**課題内容**
(a) アラン・ドロンの紹介文のうち、「67年には3人の名監督による」から「気の高い俳優の一人となった。」までを、末尾の語句も含めて一字も変えずに書き写すこと。
(b) アラン・ドロンの紹介文を、示されている最後の文の後から書き継いでください。

**本文抜粋**
>>

アラン・ドロン(Alain Delon) 松田遼司の映画評論スコア(8点)
60年代から70年代にかけて美男俳優の代名詞として日本でも一世を風靡したフランス人俳優。代表作は『太陽がいっぱい』『さらば友よ』『サムライ』『ボルサリーノ』など多数。
1935年パリ郊外生まれ。外人部隊へ入隊しインドシナ戦争へ従軍後56年に除隊、57年に映画デビューを果たした。
60年にはルキノ・ヴィスコンティのネオ・レアリズモの名作『若者のすべて』で貧困からなりあがろうとする主人公のロッコを演じ、さらに、ニーノ・ロータの曲と共に大ヒットした野心家の青年トムが金持ちの青年フィリップに成り代わろうという完全犯罪を描いた映画史に残るルネ・クレマンの傑作『太陽がいっぱい』で主人公のトムを演じ、一躍世界的スターとなった。
その後はアントニオーニ監督が得意の「不毛な愛」を描いたモニカ・ヴィッティ共演の難解な恋愛作品『太陽はひとりぼっち』(62年)、シシリアの公爵家を舞台に旧世界から新世界への時代の移り変わりを描いたバート・ランカスター共演のヴィスコンティ監督の最高傑作『山猫』(63年)、ジャン・ギャバン共演のフィルムノワールの名作『地下室のメロディー』(63年)、フランス革命前夜を舞台に庶民を助けるヒーローの活躍を描いた『黒いチューリップ 』(63年)などでフランス映画界のトップスターとしての地位を確立した。
67年には3人の名監督による怪奇もののオムニバス『世にも怪奇な物語』中のルイ・マル監督によるブリジット・バルドー共演の「影を殺した男」、リノ・ヴァンチュラ、ジョアンナ・シムカスと共演した海底の宝探しの冒険へと赴く3人を描いた日本でも大ヒットしたロベール・アンリコ監督の名作『冒険者たち』、一羽の小鳥とともに暮らす孤独な殺し屋を演じた妻のナタリー・ドロン共演のフィルム・ノワールの傑作『サムライ』、名匠ジュリアン・デュヴィヴィエの遺作であるサスペンス『悪魔のようなあなた』に立て続けに主演、世界でも最も人気の高い俳優の一人となった。

<<

**抽出資料**
>>

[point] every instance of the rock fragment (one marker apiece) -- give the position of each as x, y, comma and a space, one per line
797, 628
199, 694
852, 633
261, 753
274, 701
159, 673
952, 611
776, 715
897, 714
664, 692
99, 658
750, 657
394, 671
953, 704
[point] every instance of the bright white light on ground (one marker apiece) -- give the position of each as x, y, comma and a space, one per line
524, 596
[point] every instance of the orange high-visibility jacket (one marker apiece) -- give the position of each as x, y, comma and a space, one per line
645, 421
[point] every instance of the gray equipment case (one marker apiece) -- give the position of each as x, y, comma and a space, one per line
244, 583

<<
>>

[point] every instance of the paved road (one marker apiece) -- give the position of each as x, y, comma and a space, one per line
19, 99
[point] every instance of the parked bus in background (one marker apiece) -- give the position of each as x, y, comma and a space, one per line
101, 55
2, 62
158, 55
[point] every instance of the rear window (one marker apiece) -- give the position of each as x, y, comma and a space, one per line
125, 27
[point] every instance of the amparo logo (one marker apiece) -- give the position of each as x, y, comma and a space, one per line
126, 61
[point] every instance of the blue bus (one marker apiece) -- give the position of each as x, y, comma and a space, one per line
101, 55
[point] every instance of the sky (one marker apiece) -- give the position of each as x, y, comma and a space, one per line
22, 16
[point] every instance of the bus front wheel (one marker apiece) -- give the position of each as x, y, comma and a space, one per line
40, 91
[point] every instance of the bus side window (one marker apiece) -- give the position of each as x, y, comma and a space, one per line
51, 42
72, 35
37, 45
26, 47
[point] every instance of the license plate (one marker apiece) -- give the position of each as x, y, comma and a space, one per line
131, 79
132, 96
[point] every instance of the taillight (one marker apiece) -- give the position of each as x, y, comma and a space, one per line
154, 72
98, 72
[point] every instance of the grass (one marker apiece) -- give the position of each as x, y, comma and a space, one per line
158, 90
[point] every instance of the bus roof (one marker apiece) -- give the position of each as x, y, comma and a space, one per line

<<

**解答**
(a)
67年には3人の名監督による怪奇もののオムニバス『世にも怪奇な物語』中のルイ・マル監督によるブリジット・バルドー共演の「影を殺した男」、リノ・ヴァンチュラ、ジョアンナ・シムカスと共演した海底の宝探しの冒険へと赴く3人を描いた日本でも大ヒットしたロベール・アンリコ監督の名作『冒険者たち』、一羽の小鳥とともに暮らす孤独な殺し屋を演じた妻のナタリー・ドロン共演のフィルム・ノワールの傑作『サムライ』、名匠ジュリアン・デュヴィヴィエの遺作であるサスペンス『悪魔のようなあなた』に立て続けに主演、世界でも最も人気の高い俳優の一人となった。

(b)
その後も現金奪取を計画した男の友情を描いたチャールズ・ブロンソン共演の傑作『さらば友よ』(68年)、マリアンヌ・フェイスフルの素肌に身につける黒皮のツナギ姿が話題となったマンディアルグの名作小説『オートバイ』を映画化した『あの胸にもういちど 』(68年)、ジャン・ギャバン、リノ・ヴァンチュラ共演のシチリア・マフィアによる宝石強奪計画を描いた『シシリアン』(69年)などヒット作に主演、様々な役柄を演じた。70年にはフランス映画を代表するもう一人の人気俳優ジャン=ポール・ベルモンドと共演を果たしたマルセイユの暗黒街を舞台に二人のギャングの生き様と友情を描いた『ボルサリーノ』がテーマ曲と共に大ヒットとなった。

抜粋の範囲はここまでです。